===== Data for review =====

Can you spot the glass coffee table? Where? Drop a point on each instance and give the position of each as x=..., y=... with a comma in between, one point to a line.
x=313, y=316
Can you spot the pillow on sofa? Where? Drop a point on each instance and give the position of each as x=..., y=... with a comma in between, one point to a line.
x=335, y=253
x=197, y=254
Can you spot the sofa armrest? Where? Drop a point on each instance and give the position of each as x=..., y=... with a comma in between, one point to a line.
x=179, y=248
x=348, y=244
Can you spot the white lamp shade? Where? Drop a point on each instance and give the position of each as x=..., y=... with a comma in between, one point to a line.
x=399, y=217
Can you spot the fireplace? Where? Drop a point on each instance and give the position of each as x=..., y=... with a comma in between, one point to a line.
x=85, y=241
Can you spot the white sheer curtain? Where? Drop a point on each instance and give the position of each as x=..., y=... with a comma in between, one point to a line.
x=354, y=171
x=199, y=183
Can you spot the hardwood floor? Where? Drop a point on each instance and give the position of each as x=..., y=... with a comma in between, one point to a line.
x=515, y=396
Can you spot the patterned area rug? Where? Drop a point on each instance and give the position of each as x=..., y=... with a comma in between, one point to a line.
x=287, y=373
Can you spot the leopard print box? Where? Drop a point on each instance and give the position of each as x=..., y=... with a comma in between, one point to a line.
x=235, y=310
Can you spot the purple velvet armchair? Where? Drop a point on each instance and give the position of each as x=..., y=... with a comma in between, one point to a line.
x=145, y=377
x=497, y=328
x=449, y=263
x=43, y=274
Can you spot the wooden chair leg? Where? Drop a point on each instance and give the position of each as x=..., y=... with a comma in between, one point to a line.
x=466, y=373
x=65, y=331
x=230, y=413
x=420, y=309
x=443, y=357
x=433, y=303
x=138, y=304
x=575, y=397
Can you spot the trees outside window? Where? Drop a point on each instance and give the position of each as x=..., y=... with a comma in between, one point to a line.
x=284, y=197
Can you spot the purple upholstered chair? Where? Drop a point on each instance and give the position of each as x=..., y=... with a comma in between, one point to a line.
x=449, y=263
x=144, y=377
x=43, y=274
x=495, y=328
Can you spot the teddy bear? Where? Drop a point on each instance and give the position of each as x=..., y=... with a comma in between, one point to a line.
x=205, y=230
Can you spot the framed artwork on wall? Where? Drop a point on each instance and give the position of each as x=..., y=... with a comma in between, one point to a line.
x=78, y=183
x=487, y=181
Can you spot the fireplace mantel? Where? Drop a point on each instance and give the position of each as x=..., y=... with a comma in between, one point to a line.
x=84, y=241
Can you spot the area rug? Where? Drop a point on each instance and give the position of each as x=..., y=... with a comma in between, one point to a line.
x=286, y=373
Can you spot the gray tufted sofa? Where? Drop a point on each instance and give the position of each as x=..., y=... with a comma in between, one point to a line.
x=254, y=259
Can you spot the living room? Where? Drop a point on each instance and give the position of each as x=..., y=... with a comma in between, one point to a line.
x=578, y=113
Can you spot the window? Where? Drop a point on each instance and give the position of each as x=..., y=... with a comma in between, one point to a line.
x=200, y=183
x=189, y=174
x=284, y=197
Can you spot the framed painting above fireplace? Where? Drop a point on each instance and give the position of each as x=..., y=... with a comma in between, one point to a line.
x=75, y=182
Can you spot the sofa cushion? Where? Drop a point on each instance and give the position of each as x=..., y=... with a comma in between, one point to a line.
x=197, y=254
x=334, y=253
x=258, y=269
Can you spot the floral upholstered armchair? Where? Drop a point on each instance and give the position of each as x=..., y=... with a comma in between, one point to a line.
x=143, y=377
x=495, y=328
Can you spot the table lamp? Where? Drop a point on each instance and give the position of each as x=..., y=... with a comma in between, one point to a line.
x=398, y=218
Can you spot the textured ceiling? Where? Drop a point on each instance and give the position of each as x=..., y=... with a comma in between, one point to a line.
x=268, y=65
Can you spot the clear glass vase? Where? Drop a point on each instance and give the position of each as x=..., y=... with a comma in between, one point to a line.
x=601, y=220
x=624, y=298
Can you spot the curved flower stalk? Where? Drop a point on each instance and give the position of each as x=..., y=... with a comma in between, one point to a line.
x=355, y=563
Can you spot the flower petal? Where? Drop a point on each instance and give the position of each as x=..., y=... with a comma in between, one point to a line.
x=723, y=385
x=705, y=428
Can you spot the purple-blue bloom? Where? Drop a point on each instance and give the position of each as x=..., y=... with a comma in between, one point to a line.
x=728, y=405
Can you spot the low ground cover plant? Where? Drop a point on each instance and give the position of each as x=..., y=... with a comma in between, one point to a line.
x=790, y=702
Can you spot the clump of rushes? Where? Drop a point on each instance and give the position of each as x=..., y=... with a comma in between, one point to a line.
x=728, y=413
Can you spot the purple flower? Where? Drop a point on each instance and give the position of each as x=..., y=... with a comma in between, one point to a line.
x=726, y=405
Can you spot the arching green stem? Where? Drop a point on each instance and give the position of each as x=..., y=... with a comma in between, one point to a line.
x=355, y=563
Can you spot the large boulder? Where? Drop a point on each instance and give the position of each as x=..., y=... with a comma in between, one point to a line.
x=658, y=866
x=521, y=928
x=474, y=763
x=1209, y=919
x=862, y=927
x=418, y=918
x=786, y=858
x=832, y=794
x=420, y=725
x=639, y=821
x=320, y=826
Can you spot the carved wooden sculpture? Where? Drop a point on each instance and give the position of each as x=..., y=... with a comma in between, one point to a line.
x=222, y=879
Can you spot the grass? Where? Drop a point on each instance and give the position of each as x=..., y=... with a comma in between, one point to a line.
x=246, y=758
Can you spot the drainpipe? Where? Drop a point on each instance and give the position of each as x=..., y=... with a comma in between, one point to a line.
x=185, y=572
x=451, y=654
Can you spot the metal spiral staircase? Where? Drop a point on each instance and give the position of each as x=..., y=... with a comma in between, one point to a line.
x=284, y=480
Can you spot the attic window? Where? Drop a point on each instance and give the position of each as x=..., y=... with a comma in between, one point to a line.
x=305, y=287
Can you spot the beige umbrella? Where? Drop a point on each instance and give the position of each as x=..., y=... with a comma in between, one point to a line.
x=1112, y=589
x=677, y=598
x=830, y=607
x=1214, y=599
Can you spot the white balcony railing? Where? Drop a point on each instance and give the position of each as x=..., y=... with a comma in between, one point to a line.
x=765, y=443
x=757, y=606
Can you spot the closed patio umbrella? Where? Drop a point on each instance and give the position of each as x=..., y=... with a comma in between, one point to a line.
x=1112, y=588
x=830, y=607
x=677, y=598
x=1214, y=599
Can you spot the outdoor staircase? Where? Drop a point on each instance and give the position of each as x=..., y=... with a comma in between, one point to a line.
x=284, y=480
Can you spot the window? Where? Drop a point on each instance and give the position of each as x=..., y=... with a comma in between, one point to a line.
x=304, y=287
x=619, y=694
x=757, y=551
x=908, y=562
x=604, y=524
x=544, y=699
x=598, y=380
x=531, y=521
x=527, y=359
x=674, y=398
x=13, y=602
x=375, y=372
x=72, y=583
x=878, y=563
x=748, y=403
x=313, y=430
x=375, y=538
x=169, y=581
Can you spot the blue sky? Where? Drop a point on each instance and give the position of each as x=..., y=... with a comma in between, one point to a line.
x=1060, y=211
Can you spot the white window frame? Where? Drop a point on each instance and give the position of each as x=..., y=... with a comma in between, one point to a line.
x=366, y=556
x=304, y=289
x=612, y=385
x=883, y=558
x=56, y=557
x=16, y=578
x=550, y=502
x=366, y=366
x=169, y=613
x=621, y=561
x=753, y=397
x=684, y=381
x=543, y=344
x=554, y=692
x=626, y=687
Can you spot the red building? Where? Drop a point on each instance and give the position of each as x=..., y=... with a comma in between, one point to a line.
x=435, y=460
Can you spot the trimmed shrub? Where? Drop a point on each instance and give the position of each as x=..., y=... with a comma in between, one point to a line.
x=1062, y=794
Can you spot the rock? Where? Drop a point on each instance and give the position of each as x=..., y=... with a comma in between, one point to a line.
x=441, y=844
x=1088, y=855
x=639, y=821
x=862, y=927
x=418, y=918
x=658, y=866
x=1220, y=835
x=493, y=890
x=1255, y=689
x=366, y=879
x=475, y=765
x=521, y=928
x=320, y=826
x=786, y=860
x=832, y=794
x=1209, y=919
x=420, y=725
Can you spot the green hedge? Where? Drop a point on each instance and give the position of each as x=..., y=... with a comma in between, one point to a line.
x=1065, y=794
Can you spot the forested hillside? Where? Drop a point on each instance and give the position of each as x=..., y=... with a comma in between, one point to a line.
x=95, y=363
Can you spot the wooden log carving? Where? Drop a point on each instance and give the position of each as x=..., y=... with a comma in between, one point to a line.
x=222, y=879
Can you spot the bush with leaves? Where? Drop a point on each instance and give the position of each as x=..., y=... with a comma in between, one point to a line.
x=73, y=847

=====

◆ Problem description ◆
Restate exactly each line of the data from the one bearing "Can you spot the forested" to the end, and add nothing.

◆ Written response ◆
Can you spot the forested hillside? Where? Drop a point on each instance and give the position of each as x=..., y=... with a comma in between, one point to a line.
x=95, y=363
Can you spot the wooden log carving? Where? Drop a point on each instance and give the position of each as x=..., y=... with a comma in between, one point to a line.
x=222, y=879
Can you spot the bush with leaves? Where? Drop a point on each instance and give the position of each as x=..., y=... with a comma in between, one point to a line.
x=73, y=847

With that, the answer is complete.